**Text excerpt:**
■ ■ ■ ■

I arrived with my correspondent’s hat on. Imagine Barbie’s friend Midge in her smart cat-eye glasses with a teeny notepad and pen. I left the museum completely overwhelmed by memories of my own childhood and how Barbie was my true-blue bendy plastic friend through the ups and downs of growing up.

The thing is I was really surprised when I grew taller, rounder, “blossomed,” felt my toes pushing into the ends of my beloved Stride Rite shoes, and couldn’t breathe in my favorite dresses.

I just could not believe that “growing up” was supposed to happen to people—especially me—despite the existence of all of the grown-ups around me. I wore my stretchy ballet tutu from Kindergarten for something like five years until the elastic simply had no more give.

And because I had a younger sister, I could look at this other person who was always a little shorter (not now, though!) and a little smaller than me and think, why? Why do I have to “grow up?”

Then, in her wisdom, my well-meaning aunt sent me her vintage 1975 “Growing Up Skipper Doll.” The Barbie exhibit curators write: “The doll’s torso contains a mechanism, activated by rotating her arm, which causes her to grow taller and develop breasts. This simplified version of puberty offered children a reassuring take on the prospect of ‘growing up.’”

Reassuring? Really? I was horrified.

But luckily, my aunt also sent me a 1977 Superstar Barbie in a satiny pink evening dress, a 1968 Twist ’n ‘Turn Stacey Doll with feathery eyelashes and blue eye shadow (like my grandmother wore), and her BFF Twist ’n Turn Barbie in a mod outfit. I LOVED them all and they were all there in perspex cases in the museum like my very own welcoming party.

Ah, clothes. Hair. Something shifted with the gift of these vintage dolls. I got out Barbie’s teensy-weensy comb and opened up my own bedroom hair salon.

Then my aunt sent me a secondhand Swinging Sixties London Carnaby Street dollhouse and a three story dream house with a yellow plastic elevator – all in the museum, too!

■ ■ ■ ■

**Collected data:**
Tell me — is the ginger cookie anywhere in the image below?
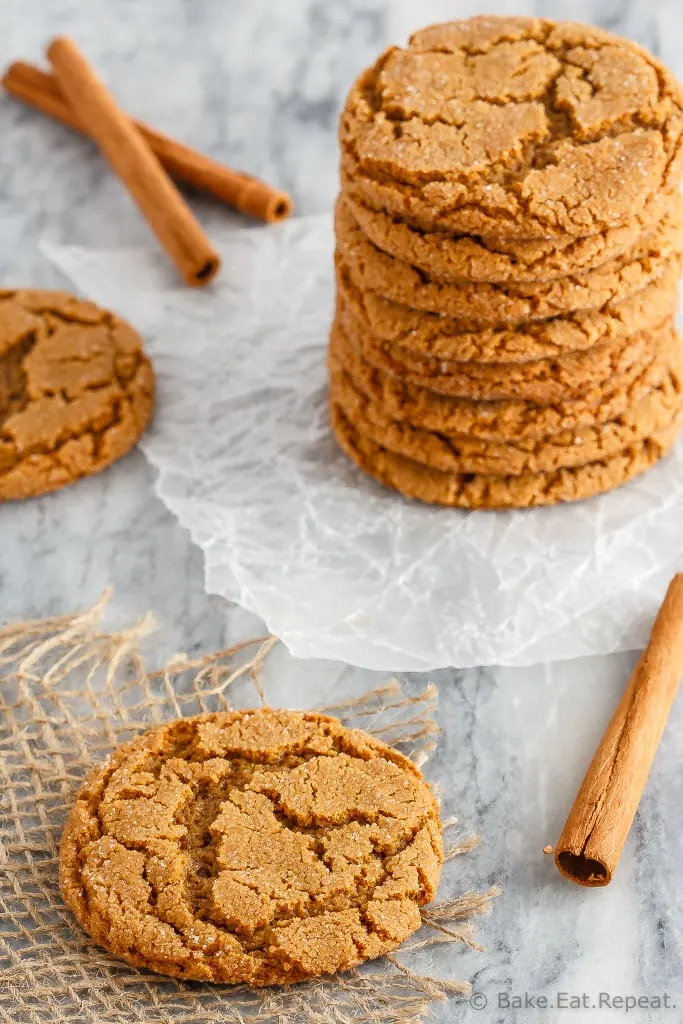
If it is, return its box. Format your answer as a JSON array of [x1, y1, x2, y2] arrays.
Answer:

■ ■ ■ ■

**Problems to work on:**
**A.** Transcribe the Barbie essay, starting with "Reassuring? Really? I" and going on through "own welcoming party.".
**B.** Summarize the Barbie essay in two sentences.
**C.** Answer these questions about the Barbie essay:
(i) From what year was the Growing Up Skipper Doll the aunt sent?
(ii) For about how long did the narrator wear the stretchy ballet tutu from Kindergarten?
(iii) What color is the plastic elevator in the three-story dream house?
The lines play no part in the tasks.

**Task answers:**
**A.**
Reassuring? Really? I was horrified.

But luckily, my aunt also sent me a 1977 Superstar Barbie in a satiny pink evening dress, a 1968 Twist ’n ‘Turn Stacey Doll with feathery eyelashes and blue eye shadow (like my grandmother wore), and her BFF Twist ’n Turn Barbie in a mod outfit. I LOVED them all and they were all there in perspex cases in the museum like my very own welcoming party.

**B.** Leaving a Barbie museum exhibit, the narrator was overwhelmed by memories of a childhood in which Barbie was a faithful friend and growing up came as an unwelcome surprise. An aunt sent a 1975 Growing Up Skipper Doll that horrified the narrator, and later sent vintage dolls the narrator loved, a Carnaby Street dollhouse and a three-story dream house, all of which appear in the museum.

**C.**
(i) 1975
(ii) Something like five years
(iii) Yellow